Imagine there's no music, only drawings.

John Lennon could have been a successful artist without playing a note. During the 1960s and '70s, the Beatle fluidly sketched whimsical scenes chronicling his life as a songwriter, social critic and family man. "Many people are surprised that John was a professional artist," said Mr. Lennon's second wife, Yoko Ono, over the phone from London last week. "He was always looking for a gallery to show his work, but he didn't have much luck there. Most galleries just thought of him as a famous musician."

Since the mid-1980s, Ms. Ono has been promoting her late husband's fine art talent by turning his scribbles into lithographs, serigraphs and etchings, and selling them to raise money for charitable causes. Exhibits of the limited-edition prints, produced in Toronto by Atelier GF and marketed by Legacy Fine Art and Productions of West Palm Beach, Fla., have been touring the country since 1994.

This weekend, "In My Life: The Artwork of John Lennon" comes to Old Town Alexandria, where about 100 prints and a handful of original drawings will be on view in a vacant furniture showroom starting this evening through Sunday. Proceeds from the sale of the artwork, priced from $200 to $20,000, will benefit the Alexandria Seaport Foundation.

Fans of Mr. Lennon will instantly recognize his appealing self-portrait with round glasses and long hair. It exemplifies his loose, playful style and the immediacy of his drawings, achieved through just a few pen strokes.

"He drew like he did his songs," said Ms. Ono. "There was no planning. He was very quick. The drawings just came."

Her posthumous translation of the ex-Beatle's original sketches into prints riles some in the art world who criticize the colored lithographs as more Ms. Ono's creations than Mr. Lennon's. In defending the touring prints, the 73-year-old widow said they fulfill her late husband's unmet desire to have his drawings taken seriously by galleries and the public. "They keep his art alive," she said.

Many of the images document Mr. Lennon's days as a house husband while living in the Dakota apartment building on Manhattan's Upper West Side, where he was killed in 1980. Sketches made during a 1977 family vacation in Japan reveal an interest in that country's sumi ink art.

Mr. Lennon's art was also inspired by his music. "Imagine All the People" shows the songwriter sitting astride the planet Earth. Reproductions of his hand-written lyrics to his famous tunes, including "Revolution," "In My Life," and "Happy Christmas," are also for sale.

A conceptual artist who collaborated with her husband on several albums and films, Ms. Ono said she had no influence on his art-making. "It might have been encouraging for him that another artist was there, but our work was so different."

[TASK REQUIREMENTS]
• A. The article on John Lennon's artwork names songs whose hand-written lyrics are reproduced for sale. List those songs.
• B. From the article on John Lennon's artwork, copy the passage that begins at the words "John Lennon could" and ends after the words "country since 1994.".

[Object detection data]
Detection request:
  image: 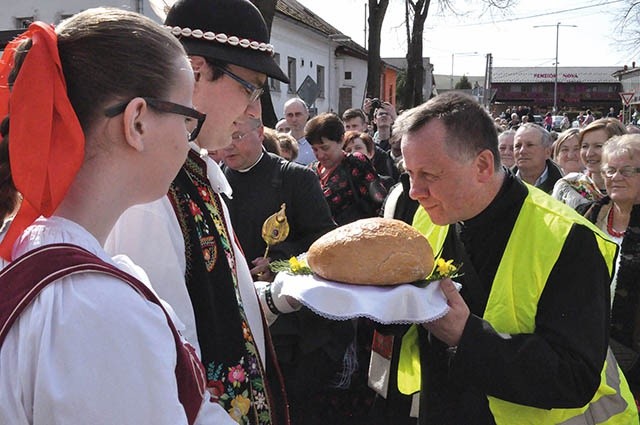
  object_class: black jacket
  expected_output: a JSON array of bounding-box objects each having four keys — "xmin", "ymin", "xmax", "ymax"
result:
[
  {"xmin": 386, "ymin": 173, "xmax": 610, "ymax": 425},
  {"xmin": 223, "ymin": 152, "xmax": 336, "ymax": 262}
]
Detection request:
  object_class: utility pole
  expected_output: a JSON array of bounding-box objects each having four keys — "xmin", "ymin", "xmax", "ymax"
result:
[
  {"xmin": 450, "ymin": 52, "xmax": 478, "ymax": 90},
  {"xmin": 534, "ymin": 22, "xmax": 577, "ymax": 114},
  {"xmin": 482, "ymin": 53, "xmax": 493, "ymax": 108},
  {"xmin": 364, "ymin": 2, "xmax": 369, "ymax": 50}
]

* * *

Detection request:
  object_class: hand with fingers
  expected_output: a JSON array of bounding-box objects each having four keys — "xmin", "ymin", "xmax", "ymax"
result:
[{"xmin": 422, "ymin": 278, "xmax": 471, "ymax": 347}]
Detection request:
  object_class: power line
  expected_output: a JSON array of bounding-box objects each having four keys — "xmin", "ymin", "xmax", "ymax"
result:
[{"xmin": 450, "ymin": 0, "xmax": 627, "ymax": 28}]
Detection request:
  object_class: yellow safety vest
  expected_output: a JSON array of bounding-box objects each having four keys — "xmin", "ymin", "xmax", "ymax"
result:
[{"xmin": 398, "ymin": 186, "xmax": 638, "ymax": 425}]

[ANSWER LIST]
• A. "Revolution," "In My Life," and "Happy Christmas"

• B.
John Lennon could have been a successful artist without playing a note. During the 1960s and '70s, the Beatle fluidly sketched whimsical scenes chronicling his life as a songwriter, social critic and family man. "Many people are surprised that John was a professional artist," said Mr. Lennon's second wife, Yoko Ono, over the phone from London last week. "He was always looking for a gallery to show his work, but he didn't have much luck there. Most galleries just thought of him as a famous musician."

Since the mid-1980s, Ms. Ono has been promoting her late husband's fine art talent by turning his scribbles into lithographs, serigraphs and etchings, and selling them to raise money for charitable causes. Exhibits of the limited-edition prints, produced in Toronto by Atelier GF and marketed by Legacy Fine Art and Productions of West Palm Beach, Fla., have been touring the country since 1994.